Exercise: From the piece on the new Supreme Court term, reproduce word for word the passage starting at "The contingent term" and ending at "to those cases.".

Text provided:
The contingent term begins
The new SCOTUS term begins Monday, but we don't know what that means just yet. Also: The latest on the noncompete rule. And, for paid subscribers: Closing my tabs.
There are a lot of cases on the U.S. Supreme Court’s docket already for the term beginning on Monday, but the truth is that we really have no idea yet what this term is going to be about.
The presidential and congressional elections, less than a month away, will not only affect the positions the government takes in cases — and, potentially, lead to more cases — but they will also affect the way the justices react to those cases.
I’ve been writing about how Chief Justice John Roberts has set this term up as a contingent term — with differing paths available depending on the election outcome — and how lower courts and far-right advocates have gotten the message.
As I wrote in July, if Vice President Kamala Harris wins, “Roberts has set up the court to serve as a supercharged judiciary. Pushing back constantly against the democratically elected branches, the conservative court is positioning itself to strike down any regulation for virtually any reason.”
And, if Donald Trump wins, “Roberts has set up the court to be pliant appeasers of Trump’s planned right-wing authoritarianism. Sure, there will be minor pushback, but if Trump v. Hawaii was what we got out of the court during a first-term Trump administration, imagine what this more extreme court would OK in a second term.”1
But now, as the election approaches, the path will soon be chosen.

Listing:

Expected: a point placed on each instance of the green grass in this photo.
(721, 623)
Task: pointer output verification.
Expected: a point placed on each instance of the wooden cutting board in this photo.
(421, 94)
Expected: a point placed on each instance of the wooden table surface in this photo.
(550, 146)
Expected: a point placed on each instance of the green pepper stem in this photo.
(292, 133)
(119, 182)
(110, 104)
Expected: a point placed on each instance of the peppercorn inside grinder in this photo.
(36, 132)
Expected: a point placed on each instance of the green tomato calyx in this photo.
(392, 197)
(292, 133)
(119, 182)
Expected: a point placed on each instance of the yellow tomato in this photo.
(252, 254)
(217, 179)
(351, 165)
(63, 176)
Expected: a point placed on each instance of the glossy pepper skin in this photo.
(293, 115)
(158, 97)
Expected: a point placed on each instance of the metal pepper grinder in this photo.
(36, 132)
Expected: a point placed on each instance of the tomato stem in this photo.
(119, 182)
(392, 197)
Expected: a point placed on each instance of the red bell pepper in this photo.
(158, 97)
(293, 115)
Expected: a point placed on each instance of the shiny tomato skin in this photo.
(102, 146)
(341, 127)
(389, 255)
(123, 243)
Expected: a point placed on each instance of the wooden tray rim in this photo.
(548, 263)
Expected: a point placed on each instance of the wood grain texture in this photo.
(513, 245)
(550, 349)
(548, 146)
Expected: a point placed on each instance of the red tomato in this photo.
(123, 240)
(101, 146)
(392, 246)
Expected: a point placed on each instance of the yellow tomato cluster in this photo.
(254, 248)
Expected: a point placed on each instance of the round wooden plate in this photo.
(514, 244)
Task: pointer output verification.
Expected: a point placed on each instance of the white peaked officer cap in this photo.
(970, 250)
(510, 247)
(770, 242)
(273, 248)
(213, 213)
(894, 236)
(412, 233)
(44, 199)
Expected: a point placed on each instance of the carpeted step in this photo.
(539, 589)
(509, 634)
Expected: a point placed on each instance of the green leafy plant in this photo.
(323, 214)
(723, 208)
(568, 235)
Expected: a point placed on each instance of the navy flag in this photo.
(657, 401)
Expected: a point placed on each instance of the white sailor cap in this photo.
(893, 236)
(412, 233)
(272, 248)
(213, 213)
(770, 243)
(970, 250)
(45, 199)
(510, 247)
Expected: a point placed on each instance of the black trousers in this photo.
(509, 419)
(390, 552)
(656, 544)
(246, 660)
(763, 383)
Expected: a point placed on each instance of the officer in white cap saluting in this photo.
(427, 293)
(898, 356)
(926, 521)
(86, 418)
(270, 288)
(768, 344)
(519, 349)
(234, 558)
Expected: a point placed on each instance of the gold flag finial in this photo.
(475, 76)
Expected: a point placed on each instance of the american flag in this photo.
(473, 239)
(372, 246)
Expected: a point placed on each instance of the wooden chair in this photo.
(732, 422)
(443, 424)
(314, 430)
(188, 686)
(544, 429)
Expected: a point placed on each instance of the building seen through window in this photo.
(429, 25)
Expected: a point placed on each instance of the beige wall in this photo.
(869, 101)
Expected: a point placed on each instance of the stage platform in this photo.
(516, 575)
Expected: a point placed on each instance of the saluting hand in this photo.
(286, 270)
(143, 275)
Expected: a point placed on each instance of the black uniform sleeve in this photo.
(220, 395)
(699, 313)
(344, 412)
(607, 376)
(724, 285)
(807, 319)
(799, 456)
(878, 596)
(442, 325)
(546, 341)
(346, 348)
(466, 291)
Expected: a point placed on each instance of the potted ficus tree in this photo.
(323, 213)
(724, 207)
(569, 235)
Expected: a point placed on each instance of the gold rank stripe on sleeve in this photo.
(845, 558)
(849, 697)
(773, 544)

Complete response:
The contingent term begins
The new SCOTUS term begins Monday, but we don't know what that means just yet. Also: The latest on the noncompete rule. And, for paid subscribers: Closing my tabs.
There are a lot of cases on the U.S. Supreme Court’s docket already for the term beginning on Monday, but the truth is that we really have no idea yet what this term is going to be about.
The presidential and congressional elections, less than a month away, will not only affect the positions the government takes in cases — and, potentially, lead to more cases — but they will also affect the way the justices react to those cases.